### Supplied text
*** Block opens ***
GSK has entered into a multi-year data licence agreement with Ochre Bio to investigate the drivers of liver disease and accelerate the development of therapeutics, with the deal worth up to $37.5m.
The partnership gives GSK access to Ochre’s computational biology, cellular and perfused human organ platforms to generate proprietary human liver data sets, as well as non-exclusive access to its library of historical liver data.
The companies have not specified what indications they will target, but both will use the data to build artificial intelligence (AI) models that allow for more precise experiments to aid in target choice.
Kim Branson, senior vice president, global head of AI and machine learning at GSK, said: “Ochre Bio’s platform will provide GSK with foundational data sets to create AI models, allowing us to better understand liver function and disease for the development of novel medicines.”
The agreement has a total value of up to $37.5m for both co-exclusive and non-exclusive data licences.
Jack O’Meara, Ochre’s co-founder and chief executive officer, said: “Data innovation is as important as algorithmic innovation when investing in machine learning workflows… These large-scale, causal human data sets will be foundational for our respective liver research and development pipelines.”
*** Block closes ***
### Given information
*** Block opens ***
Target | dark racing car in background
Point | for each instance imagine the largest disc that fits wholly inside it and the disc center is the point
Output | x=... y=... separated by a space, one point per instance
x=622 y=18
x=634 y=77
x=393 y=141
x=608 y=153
*** Block closes ***
### Exercise tasks
a) In the GSK and Ochre Bio article, what is the total value of the agreement?
b) From the GSK and Ochre Bio article, write out everything from "The partnership gives" down to "historical liver data.".
Work only from the GSK and Ochre Bio article.

### Set of answers
a) Up to $37.5m, covering both co-exclusive and non-exclusive data licences.

b)
The partnership gives GSK access to Ochre’s computational biology, cellular and perfused human organ platforms to generate proprietary human liver data sets, as well as non-exclusive access to its library of historical liver data.